##### DATA SUPPLIED #####
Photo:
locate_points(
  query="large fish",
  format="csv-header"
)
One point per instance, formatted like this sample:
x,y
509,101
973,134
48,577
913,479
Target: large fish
#####
TO DO:
Copy the records again, swapping every occurrence of "large fish" for "small fish" and leaving all other text unchanged.

OUTPUT BELOW:
Photo:
locate_points(
  query="small fish",
  format="csv-header"
)
One point per instance, formatted like this sample:
x,y
509,101
973,134
48,577
913,479
Target: small fish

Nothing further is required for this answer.